:: GIVEN ENTRIES ::
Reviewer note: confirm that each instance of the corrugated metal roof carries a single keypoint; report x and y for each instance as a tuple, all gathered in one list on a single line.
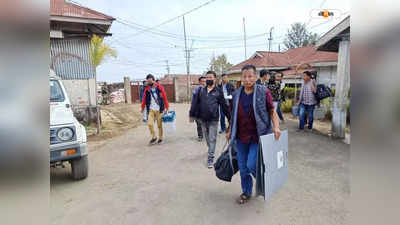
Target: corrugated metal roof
[(289, 58), (63, 8), (70, 58)]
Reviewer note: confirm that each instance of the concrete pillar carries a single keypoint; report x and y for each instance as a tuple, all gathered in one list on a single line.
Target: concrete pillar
[(127, 87), (339, 110), (176, 90)]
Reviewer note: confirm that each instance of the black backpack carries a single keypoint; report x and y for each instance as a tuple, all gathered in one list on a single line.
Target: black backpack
[(323, 92), (227, 164)]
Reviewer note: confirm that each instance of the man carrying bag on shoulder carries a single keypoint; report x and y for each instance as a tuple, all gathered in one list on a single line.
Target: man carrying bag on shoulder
[(253, 116), (156, 102)]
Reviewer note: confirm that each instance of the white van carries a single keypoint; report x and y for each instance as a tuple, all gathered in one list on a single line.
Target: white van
[(67, 135)]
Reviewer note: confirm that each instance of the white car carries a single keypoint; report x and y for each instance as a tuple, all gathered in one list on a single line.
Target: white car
[(67, 135)]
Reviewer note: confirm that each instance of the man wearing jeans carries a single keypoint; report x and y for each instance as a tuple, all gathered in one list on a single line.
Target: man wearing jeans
[(253, 116), (307, 101), (156, 103), (206, 106)]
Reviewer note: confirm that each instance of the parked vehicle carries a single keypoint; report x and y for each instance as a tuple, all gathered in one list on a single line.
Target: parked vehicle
[(67, 135)]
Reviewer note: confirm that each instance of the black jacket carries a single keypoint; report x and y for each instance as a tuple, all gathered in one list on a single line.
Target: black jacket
[(229, 88), (205, 106)]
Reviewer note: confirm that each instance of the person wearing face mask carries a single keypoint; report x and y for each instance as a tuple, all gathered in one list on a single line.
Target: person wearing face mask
[(194, 111), (156, 102), (206, 108)]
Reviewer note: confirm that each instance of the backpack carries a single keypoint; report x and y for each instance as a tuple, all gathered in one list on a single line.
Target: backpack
[(227, 164), (275, 89), (323, 92)]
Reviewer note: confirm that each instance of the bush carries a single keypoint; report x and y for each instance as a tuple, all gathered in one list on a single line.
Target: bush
[(289, 92)]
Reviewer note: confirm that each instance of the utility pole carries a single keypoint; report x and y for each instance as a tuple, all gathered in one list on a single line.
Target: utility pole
[(167, 67), (270, 39), (187, 59), (244, 38)]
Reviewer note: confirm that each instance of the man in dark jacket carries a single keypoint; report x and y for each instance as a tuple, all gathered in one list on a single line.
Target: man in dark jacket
[(253, 116), (202, 82), (228, 90), (156, 102), (264, 77), (206, 108)]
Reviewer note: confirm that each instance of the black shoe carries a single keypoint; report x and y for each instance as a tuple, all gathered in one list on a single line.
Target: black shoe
[(152, 141)]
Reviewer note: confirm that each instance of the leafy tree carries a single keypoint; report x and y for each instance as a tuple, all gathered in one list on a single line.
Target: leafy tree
[(299, 36), (99, 51), (219, 64)]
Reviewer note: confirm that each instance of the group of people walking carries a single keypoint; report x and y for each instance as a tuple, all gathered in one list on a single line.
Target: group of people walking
[(252, 111)]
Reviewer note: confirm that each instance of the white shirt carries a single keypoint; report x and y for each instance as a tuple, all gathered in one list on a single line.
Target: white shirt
[(153, 103)]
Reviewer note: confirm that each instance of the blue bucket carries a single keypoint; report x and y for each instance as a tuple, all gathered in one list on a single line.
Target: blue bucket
[(295, 111)]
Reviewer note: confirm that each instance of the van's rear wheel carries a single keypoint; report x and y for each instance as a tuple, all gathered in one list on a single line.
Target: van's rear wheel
[(80, 168)]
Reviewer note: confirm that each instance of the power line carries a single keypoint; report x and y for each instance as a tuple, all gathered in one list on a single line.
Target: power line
[(174, 18)]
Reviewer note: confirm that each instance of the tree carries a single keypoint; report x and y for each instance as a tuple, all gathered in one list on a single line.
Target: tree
[(98, 53), (299, 36), (219, 64)]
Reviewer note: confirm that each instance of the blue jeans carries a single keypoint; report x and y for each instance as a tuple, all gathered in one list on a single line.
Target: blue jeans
[(278, 110), (247, 161), (222, 119), (309, 109)]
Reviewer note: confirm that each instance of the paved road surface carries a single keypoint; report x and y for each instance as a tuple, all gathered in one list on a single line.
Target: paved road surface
[(131, 183)]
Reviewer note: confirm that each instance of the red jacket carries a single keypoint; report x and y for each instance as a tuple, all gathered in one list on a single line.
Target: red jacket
[(162, 96)]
:::
Pictures in the records above are not copied; print everything else exactly.

• ANSWER TO THIS TASK
Reviewer note: confirm that each instance of the corrugated metal roof carries a single keypoint; report x and y for each instance as a tuple, all gathered in one list on a single line.
Target: corrugated metal roof
[(289, 58), (63, 8), (70, 58)]
Reviewer note: confirm that each instance of the concrete pillar carries a single keypoint; report x and y for each instance as a tuple, all gathered in one list on a single line.
Target: concrete pillar
[(127, 87), (339, 110), (176, 90)]
Reviewer note: confirm that each instance of the black backpack carries a single keypoint; report x and y for each instance as a tuple, all gathered in one list on a single line.
Target: black backpack
[(323, 92), (227, 164)]
Reviewer note: confirm that each instance of the man carrying bag on shoulder carries a single keypoint; report x and y for each instance as a tuple, all gathered in one list on a single line.
Target: man carrying bag on shoulder
[(253, 116), (156, 102)]
Reviewer note: confirm that each instance of the white van carries a single keypoint; report x and y for each instance as a tuple, all gathered in one list on a single line.
Target: white van
[(67, 135)]
Reviewer note: confirm that each instance of the white car carries a single keypoint; report x and y for each instance as a tuple, all gathered in one list on a single line.
Target: white car
[(67, 135)]
Reviewer note: confirm that each instance of the man wearing jeans carries a single keypoint; report x and y for each instance as a tuple, all gathered in one list on a single line.
Target: man wearing jeans
[(253, 116), (307, 101), (156, 103), (206, 106)]
Reviewer note: confirm that each instance of the parked vehicle carries a single keypoint; report x and y for each instance as a tuple, all gathered in one list on a single line.
Target: parked vehicle
[(67, 135)]
Reviewer note: confirm that each instance of the black jacket carries a single keypoint; report x and y for each instance as a tuple, all gathered in one list on a single line.
Target: black jacket
[(229, 88), (205, 106)]
Reviewer note: confirm that each instance of the person wearing face mask carries a single keypoint; report x and y for each instance as a tuple, all gathered in one list on a single line.
Target: person wearing face mask
[(194, 111), (156, 102), (206, 108)]
Reviewer note: confirm that each instance of the backpack carries a single keypoint; report x and y for each instance as a tuple, all gathered in one list on a single line.
Target: backpack
[(227, 164), (275, 89), (323, 92)]
Reviewer note: confirm that each instance of the bush carries a single keypoint; report x and y for each instance as a tuple, all gathered in one list on a single line.
Target: bush
[(289, 92)]
Reviewer note: confirm that each instance of the utility pole carries a single keypoint; report x and y for each instance as a tuple, all gathered in one list on a single line.
Target: utility pole
[(167, 67), (270, 39), (187, 59), (244, 38)]
Reviewer note: confirm that each instance of the man in dark jacket carries a single keypoint; report x and y for each instance as a tuple, all gathered in one list on a single line.
Target: man in dark jacket
[(253, 116), (202, 82), (228, 90), (156, 102), (264, 77), (206, 108)]
Reviewer note: confirm that each instance of the black shoe carries a single keypoint; report x and y for each instance as a tuple, all gathered in one list on a single line.
Target: black shoe
[(152, 141)]
Reviewer note: confirm that each instance of the leafy tree carries a single keypoint; report x and y for each instance as a tuple, all gathered in one list on a single line.
Target: leafy tree
[(299, 36), (99, 51), (219, 64)]
Reviewer note: confirm that each instance of the group of people walking carries a single keypoint; report x and y for each instance as a tuple, all gathered in one list on a single line.
Target: group of people walking
[(252, 111)]
Reviewer note: confirm that each instance of the white shirt carries a single keypoint; report x and y for each instance as a tuple, all gathered in one list on a single line.
Target: white shirt
[(153, 103)]
Reviewer note: confirm that each instance of the blue bucket carries a single keypoint; report x and y for each instance as a tuple, all gathered in one list on a single line.
Target: blue bucket
[(295, 111)]
Reviewer note: confirm that each instance of the van's rear wheel carries a single keypoint; report x and y for each instance as a tuple, all gathered in one list on a single line.
Target: van's rear wheel
[(80, 168)]
Reviewer note: confirm that each instance of the power line carries a single keypoint; report x and y for each instance as a tuple, all gathered in one list on a single line.
Target: power line
[(174, 18)]
Reviewer note: confirm that each instance of the tree carries a single keypoint; report x and y for each instance as a tuple, all gathered in one list on a single line.
Target: tree
[(98, 53), (299, 36), (219, 64)]
Reviewer note: confirm that each instance of the blue jeans carries a single keypoint; report x and y for each instance as a tuple, all gathered in one list on a single line.
Target: blue jeans
[(278, 110), (247, 161), (222, 119), (309, 109)]
Reviewer note: confirm that each instance of the paved road surface carries a single keypoint; report x and y for each instance as a tuple, all gathered in one list on a single line.
Target: paved road surface
[(131, 183)]
Reviewer note: confirm that each instance of the red jacket carries a single keypoint; report x and y for each instance as a tuple, all gathered in one list on a single line.
Target: red jacket
[(162, 96)]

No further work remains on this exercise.